##### Données

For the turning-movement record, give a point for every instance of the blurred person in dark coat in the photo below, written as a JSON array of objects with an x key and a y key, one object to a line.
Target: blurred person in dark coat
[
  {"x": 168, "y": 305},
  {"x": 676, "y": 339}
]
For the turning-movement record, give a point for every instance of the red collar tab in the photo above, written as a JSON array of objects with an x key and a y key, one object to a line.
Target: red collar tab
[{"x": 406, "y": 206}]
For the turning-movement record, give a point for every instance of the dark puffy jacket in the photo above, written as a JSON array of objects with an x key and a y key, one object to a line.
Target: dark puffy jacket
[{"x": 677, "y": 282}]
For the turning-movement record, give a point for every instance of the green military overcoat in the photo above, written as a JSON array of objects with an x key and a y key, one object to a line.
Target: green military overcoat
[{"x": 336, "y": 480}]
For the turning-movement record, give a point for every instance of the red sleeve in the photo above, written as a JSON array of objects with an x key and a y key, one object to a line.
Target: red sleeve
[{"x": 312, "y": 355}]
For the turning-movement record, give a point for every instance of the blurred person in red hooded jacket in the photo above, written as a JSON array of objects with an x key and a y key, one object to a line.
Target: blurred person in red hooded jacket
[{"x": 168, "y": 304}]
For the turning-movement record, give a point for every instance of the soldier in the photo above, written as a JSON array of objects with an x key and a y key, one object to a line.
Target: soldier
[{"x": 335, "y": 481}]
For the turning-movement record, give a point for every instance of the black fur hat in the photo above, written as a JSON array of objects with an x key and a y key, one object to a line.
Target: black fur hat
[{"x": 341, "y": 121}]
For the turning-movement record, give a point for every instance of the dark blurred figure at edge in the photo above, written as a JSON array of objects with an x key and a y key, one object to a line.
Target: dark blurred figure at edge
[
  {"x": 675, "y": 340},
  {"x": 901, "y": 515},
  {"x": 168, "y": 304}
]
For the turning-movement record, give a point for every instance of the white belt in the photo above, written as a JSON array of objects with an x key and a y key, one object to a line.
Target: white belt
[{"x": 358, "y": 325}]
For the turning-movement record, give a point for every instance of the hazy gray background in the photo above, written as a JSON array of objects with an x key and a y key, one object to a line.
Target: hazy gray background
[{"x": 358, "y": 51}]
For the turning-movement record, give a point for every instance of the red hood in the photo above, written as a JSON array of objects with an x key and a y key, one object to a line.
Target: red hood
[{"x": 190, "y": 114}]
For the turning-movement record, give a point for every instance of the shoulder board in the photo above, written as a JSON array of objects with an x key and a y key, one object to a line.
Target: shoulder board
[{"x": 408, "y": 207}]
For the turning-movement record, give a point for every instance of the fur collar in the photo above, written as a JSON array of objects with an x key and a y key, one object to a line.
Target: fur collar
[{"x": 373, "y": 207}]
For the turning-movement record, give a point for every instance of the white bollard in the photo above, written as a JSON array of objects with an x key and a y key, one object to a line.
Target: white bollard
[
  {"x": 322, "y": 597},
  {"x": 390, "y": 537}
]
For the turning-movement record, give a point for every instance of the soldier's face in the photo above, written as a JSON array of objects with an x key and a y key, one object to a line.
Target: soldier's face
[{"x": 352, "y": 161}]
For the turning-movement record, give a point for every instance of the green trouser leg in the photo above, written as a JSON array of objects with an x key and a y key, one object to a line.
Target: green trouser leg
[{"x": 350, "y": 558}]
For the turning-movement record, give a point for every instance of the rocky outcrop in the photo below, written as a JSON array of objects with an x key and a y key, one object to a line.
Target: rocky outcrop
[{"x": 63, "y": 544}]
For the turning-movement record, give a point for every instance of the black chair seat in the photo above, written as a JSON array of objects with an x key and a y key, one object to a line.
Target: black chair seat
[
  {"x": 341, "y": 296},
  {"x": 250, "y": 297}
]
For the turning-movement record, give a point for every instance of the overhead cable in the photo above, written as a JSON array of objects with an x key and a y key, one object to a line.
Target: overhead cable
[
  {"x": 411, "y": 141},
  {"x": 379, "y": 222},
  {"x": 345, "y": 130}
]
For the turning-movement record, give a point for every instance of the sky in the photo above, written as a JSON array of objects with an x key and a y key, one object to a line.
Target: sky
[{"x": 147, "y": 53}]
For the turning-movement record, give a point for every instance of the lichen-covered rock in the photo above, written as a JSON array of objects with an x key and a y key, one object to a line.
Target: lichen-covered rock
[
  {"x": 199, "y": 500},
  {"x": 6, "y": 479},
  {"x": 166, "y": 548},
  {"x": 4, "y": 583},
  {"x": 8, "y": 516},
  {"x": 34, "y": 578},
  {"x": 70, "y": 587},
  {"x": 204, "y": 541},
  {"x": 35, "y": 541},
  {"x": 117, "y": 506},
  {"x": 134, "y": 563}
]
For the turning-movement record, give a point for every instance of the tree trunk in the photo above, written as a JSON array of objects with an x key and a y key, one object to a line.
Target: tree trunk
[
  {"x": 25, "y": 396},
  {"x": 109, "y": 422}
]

##########
##### Données

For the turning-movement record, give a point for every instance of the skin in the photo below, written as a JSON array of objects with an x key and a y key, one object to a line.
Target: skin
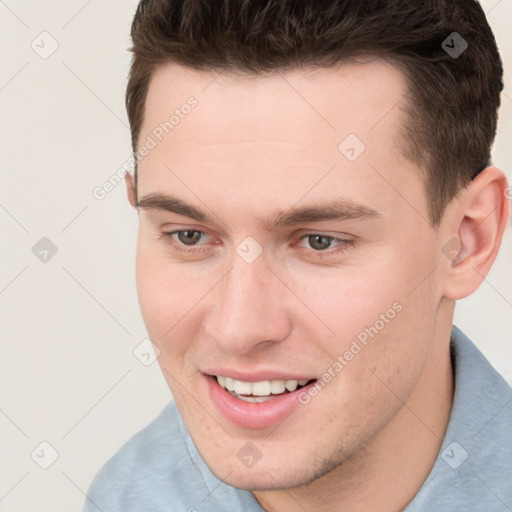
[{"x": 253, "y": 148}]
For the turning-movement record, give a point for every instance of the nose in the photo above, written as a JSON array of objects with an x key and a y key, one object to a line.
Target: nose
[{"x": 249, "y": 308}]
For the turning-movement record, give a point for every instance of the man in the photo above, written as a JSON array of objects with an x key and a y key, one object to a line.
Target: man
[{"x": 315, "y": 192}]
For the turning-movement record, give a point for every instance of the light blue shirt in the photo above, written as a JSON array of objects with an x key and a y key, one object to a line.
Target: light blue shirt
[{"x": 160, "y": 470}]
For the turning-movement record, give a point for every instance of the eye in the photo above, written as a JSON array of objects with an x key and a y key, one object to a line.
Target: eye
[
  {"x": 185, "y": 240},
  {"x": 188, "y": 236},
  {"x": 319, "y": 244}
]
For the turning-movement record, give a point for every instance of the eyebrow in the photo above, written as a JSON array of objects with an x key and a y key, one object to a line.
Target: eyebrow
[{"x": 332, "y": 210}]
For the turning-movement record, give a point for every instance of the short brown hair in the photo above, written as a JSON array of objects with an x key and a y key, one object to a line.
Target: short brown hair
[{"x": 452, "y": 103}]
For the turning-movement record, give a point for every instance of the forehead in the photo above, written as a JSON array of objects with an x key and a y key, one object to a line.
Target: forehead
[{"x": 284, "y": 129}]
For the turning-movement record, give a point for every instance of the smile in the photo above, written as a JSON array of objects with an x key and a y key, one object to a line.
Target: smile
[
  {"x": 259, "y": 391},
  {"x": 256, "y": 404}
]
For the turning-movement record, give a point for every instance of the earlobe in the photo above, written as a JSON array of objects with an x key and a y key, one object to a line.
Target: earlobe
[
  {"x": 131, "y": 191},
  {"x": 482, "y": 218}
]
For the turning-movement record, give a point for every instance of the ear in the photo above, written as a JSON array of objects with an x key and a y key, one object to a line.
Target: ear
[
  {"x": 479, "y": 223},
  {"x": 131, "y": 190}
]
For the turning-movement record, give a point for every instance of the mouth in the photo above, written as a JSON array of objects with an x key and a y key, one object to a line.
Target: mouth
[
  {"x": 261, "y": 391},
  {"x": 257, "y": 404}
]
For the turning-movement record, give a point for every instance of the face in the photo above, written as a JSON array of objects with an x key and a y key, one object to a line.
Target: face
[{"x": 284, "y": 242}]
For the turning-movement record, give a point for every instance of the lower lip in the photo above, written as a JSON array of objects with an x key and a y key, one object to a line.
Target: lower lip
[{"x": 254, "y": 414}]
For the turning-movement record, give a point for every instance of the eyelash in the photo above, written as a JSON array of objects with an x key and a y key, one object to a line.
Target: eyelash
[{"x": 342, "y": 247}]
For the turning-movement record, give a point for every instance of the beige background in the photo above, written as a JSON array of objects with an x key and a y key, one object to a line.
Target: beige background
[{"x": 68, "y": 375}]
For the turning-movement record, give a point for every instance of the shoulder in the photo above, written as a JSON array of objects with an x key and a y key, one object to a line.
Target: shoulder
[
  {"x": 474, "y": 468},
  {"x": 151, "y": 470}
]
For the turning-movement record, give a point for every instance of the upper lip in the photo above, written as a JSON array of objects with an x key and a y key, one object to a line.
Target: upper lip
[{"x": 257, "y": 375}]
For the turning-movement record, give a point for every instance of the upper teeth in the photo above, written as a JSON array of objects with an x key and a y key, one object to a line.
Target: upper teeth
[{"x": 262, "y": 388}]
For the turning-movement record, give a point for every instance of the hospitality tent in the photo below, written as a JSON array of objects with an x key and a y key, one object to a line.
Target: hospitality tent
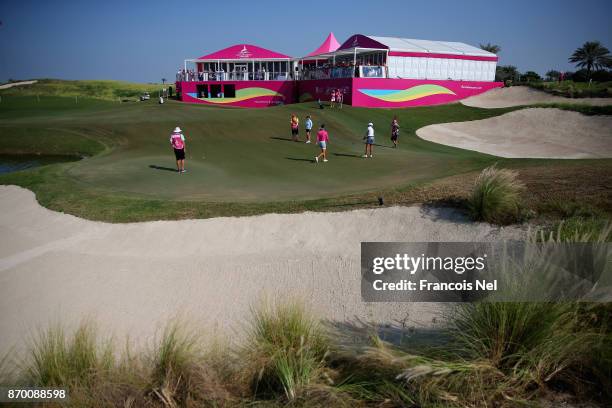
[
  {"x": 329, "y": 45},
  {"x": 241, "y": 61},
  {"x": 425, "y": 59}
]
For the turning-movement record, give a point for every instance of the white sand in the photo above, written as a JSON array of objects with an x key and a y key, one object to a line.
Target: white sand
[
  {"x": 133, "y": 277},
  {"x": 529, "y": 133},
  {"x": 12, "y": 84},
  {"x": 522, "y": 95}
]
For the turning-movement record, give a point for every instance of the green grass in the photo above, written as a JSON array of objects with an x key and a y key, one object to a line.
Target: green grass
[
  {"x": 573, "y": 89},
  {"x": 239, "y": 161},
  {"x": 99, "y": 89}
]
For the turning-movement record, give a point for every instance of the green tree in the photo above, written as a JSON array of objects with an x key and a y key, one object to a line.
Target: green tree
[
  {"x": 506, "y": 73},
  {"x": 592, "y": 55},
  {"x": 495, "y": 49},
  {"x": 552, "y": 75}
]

##########

■ Consigne ■
Comptez les lignes des données ci-dessus qui contiennent la chaîne « board ». Donnez uniquement ce nombre.

■ Résultat ■
2